══ Teks Bacaan
Dunia menyaksikan dengan gelisah ketika pasukan Rusia, di bawah perintah Presiden Vladimir Putin, menyerbu Ukraina pada 24 Februari.
“Prospek konflik nuklir, yang dulu tidak terpikirkan, sekarang kembali ke ranah kemungkinan,” kata Sekretaris Jenderal PBB Antonio Guterres pada 14 Maret.
Hampir 70% orang Amerika yang di survei oleh American Psychological Association mengatakan mereka “khawatir invasi ke Ukraina akan mengarah pada perang nuklir, dan bahwa mereka takut bahwa kita berada di tahap awal Perang Dunia III.”
Para peneliti memperkirakan ada sekitar 12.700 senjata nuklir yang tersebar di sembilan negara, dengan Amerika Serikat dan Rusia memegang mayoritas.
Namun para peneliti dan pejabat pemerintah menekankan bahwa serangan nuklir sangat kecil kemungkinannya.
“Kami menilai arahan Presiden Putin dan saat ini kami tidak melihat alasan untuk mengubah tingkat kewaspadaan kami sendiri,” kata sekretaris pers Gedung Putih Jen Psaki pada 28 Februari.
════
══ Data yang Diberikan
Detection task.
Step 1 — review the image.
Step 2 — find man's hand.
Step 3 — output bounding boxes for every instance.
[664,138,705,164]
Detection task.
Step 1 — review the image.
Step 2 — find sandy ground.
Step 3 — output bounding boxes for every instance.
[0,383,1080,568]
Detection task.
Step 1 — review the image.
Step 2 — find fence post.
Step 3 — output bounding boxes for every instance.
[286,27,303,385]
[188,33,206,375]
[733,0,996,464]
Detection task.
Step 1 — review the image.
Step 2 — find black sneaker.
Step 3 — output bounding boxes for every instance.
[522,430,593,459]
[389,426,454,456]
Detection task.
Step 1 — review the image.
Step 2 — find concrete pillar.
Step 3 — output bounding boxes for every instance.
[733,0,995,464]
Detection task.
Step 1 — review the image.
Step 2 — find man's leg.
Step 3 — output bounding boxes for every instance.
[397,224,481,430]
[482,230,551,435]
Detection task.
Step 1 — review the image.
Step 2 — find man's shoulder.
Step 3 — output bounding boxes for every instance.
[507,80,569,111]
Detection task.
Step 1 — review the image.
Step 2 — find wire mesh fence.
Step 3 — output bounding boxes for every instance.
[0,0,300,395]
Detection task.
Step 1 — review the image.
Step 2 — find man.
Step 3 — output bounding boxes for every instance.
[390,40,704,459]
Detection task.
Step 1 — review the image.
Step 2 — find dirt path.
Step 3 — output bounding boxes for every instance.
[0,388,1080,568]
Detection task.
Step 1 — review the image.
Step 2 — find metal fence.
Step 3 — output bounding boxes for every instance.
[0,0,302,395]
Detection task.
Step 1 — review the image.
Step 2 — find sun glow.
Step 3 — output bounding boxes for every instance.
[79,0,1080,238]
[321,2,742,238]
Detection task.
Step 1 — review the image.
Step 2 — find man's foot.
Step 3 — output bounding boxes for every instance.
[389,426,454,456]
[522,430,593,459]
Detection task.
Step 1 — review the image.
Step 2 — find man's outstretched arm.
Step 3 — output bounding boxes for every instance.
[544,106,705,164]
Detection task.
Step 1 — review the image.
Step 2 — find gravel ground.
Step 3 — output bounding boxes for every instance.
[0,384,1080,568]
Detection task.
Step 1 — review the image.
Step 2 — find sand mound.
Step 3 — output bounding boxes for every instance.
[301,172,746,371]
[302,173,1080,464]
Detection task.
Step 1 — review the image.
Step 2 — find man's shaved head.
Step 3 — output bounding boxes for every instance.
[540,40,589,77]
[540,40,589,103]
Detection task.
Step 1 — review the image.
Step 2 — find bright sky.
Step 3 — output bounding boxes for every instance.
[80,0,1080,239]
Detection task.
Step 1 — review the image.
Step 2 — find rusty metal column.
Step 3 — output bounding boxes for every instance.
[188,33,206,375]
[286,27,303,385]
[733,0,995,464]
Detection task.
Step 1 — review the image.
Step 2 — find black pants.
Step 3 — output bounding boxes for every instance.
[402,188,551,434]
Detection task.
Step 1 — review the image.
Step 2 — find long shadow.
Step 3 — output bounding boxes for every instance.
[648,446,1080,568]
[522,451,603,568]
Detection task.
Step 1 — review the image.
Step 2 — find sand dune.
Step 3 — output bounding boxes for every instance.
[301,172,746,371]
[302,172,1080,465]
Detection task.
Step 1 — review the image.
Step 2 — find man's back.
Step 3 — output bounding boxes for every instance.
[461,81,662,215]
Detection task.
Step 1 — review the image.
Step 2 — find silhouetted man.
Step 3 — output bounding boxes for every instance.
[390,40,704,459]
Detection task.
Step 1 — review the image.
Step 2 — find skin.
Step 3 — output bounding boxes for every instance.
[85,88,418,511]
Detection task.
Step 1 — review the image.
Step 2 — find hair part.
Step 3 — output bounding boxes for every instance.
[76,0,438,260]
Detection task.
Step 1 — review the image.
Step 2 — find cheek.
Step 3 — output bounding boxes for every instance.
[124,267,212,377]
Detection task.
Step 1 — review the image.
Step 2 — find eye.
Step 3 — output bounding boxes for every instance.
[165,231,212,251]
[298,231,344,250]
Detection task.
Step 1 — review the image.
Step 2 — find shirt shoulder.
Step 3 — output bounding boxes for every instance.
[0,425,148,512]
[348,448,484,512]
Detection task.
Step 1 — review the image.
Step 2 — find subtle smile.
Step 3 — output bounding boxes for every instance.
════
Latihan Tertulis A » Salinlah bagian teks bacaan mulai dari "Dunia menyaksikan dengan" sampai dengan "pada 14 Maret.".
Latihan Tertulis B » Tuliskan semua nama orang yang disebutkan dalam teks bacaan.
Latihan Tertulis C »
Jawablah pertanyaan berikut berdasarkan teks bacaan.
(i) Kapan pasukan Rusia menyerbu Ukraina?
(ii) Berapa persen orang Amerika yang disurvei oleh American Psychological Association menyatakan khawatir invasi ke Ukraina akan mengarah pada perang nuklir?
(iii) Berapa perkiraan jumlah senjata nuklir menurut para peneliti?

Jawaban Lengkap A »
Dunia menyaksikan dengan gelisah ketika pasukan Rusia, di bawah perintah Presiden Vladimir Putin, menyerbu Ukraina pada 24 Februari.
“Prospek konflik nuklir, yang dulu tidak terpikirkan, sekarang kembali ke ranah kemungkinan,” kata Sekretaris Jenderal PBB Antonio Guterres pada 14 Maret.

Jawaban Lengkap B » Vladimir Putin, Antonio Guterres, Jen Psaki

Jawaban Lengkap C »
(i) Pada 24 Februari.
(ii) Hampir 70%.
(iii) Sekitar 12.700 senjata nuklir.